- _EXERCISE GOAL_:
Tally the lines in the items below that contain the string "shade", treating uppercase and lowercase letters as different, and give only the number.

- _RECORDS FOR PROCESSING_:

▬▬▬▬▬▬▬▬▬▬

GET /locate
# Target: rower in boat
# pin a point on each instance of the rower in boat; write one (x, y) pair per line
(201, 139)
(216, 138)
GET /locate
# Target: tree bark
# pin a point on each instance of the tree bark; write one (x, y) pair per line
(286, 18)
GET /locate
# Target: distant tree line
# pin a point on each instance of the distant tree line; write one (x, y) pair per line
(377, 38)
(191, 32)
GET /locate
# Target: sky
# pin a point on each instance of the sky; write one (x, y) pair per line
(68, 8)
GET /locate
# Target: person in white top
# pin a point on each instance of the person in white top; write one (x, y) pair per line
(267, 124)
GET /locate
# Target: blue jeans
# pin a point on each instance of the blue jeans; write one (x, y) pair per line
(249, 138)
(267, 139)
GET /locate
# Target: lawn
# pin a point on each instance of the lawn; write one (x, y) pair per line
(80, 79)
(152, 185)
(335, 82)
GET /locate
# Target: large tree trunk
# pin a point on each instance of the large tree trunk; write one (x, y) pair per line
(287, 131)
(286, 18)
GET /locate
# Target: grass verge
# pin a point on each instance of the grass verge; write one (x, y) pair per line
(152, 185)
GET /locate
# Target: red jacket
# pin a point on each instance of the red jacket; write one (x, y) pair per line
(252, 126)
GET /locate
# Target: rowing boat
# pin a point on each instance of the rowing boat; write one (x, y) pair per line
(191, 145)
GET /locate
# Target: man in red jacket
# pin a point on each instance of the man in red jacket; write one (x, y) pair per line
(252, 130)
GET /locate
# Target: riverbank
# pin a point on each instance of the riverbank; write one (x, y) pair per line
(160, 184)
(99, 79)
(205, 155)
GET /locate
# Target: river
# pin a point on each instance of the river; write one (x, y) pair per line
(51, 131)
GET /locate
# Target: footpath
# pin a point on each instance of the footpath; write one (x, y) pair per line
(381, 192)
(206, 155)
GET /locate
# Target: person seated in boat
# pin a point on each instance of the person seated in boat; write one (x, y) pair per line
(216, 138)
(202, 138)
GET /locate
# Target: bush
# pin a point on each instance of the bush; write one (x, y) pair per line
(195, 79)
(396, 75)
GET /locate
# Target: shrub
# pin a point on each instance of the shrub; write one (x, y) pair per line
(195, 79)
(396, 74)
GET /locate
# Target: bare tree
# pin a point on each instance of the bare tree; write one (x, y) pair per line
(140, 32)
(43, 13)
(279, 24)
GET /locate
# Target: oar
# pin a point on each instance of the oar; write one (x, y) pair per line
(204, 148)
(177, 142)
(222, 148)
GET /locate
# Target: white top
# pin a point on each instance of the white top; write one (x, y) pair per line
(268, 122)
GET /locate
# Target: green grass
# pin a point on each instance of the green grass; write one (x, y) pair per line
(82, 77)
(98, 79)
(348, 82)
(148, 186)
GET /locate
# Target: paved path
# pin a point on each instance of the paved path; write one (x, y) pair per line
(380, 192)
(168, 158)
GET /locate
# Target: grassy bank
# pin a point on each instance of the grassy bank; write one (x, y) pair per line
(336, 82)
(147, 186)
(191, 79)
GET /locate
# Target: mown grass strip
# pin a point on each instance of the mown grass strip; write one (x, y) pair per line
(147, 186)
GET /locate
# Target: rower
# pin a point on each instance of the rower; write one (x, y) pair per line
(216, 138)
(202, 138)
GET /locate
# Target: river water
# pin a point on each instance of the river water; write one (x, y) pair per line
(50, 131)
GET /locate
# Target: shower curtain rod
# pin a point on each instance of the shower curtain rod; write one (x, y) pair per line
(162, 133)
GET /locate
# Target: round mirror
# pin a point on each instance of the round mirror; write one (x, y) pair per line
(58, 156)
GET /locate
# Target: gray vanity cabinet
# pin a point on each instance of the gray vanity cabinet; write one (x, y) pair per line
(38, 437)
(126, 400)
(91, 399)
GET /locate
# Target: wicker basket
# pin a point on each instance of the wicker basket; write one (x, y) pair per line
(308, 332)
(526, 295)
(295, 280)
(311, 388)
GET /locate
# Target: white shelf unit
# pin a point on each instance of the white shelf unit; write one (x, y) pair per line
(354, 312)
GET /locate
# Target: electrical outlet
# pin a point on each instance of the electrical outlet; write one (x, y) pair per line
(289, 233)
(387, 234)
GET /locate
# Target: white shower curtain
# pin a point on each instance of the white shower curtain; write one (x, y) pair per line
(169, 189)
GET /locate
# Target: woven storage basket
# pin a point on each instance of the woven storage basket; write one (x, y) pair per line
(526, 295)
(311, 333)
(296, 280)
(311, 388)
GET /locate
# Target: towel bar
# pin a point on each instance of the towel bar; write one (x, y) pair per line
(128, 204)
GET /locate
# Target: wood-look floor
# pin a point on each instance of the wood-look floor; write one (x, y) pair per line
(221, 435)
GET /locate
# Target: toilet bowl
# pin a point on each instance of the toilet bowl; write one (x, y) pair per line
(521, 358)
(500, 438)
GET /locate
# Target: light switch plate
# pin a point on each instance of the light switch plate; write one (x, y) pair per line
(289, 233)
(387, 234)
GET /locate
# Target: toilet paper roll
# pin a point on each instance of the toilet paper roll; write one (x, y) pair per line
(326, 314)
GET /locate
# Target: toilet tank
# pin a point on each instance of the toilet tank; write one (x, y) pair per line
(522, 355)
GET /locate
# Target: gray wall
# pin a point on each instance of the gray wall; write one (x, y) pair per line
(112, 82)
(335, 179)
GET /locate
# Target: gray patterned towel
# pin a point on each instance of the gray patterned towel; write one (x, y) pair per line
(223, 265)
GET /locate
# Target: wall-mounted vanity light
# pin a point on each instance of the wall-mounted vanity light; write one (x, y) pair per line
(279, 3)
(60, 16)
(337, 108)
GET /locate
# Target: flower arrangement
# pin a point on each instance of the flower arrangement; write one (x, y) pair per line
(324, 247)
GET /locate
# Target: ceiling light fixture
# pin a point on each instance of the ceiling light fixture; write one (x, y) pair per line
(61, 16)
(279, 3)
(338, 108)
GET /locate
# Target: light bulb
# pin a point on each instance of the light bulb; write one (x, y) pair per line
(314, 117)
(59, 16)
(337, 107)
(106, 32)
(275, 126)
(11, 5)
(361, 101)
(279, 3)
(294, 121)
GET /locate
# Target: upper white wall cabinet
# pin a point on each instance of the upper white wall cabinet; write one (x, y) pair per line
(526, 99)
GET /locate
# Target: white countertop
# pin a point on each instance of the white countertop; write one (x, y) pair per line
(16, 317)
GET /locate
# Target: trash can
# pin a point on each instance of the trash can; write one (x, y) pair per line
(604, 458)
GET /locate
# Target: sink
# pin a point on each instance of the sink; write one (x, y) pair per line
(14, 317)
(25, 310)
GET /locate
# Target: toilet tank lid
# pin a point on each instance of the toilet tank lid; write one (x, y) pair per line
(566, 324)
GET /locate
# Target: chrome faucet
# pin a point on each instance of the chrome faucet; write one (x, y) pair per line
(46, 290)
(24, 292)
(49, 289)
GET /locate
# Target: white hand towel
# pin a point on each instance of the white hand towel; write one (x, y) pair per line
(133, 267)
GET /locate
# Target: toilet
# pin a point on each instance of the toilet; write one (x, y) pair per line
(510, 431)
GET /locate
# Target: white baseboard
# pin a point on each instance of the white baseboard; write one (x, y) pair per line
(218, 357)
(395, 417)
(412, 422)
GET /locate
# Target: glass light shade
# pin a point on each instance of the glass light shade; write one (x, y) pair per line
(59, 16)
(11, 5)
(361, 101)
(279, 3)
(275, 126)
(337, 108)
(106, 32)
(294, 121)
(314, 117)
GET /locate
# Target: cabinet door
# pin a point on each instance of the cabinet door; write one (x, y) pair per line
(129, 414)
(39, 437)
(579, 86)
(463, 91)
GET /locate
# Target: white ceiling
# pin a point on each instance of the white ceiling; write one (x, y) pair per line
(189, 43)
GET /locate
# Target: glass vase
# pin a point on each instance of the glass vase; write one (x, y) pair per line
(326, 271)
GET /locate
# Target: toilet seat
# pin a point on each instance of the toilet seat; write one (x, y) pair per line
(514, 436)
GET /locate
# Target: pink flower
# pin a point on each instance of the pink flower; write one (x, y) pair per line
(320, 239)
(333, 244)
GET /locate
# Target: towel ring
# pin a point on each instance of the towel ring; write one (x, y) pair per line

▬▬▬▬▬▬▬▬▬▬

- _SOLUTION_:
2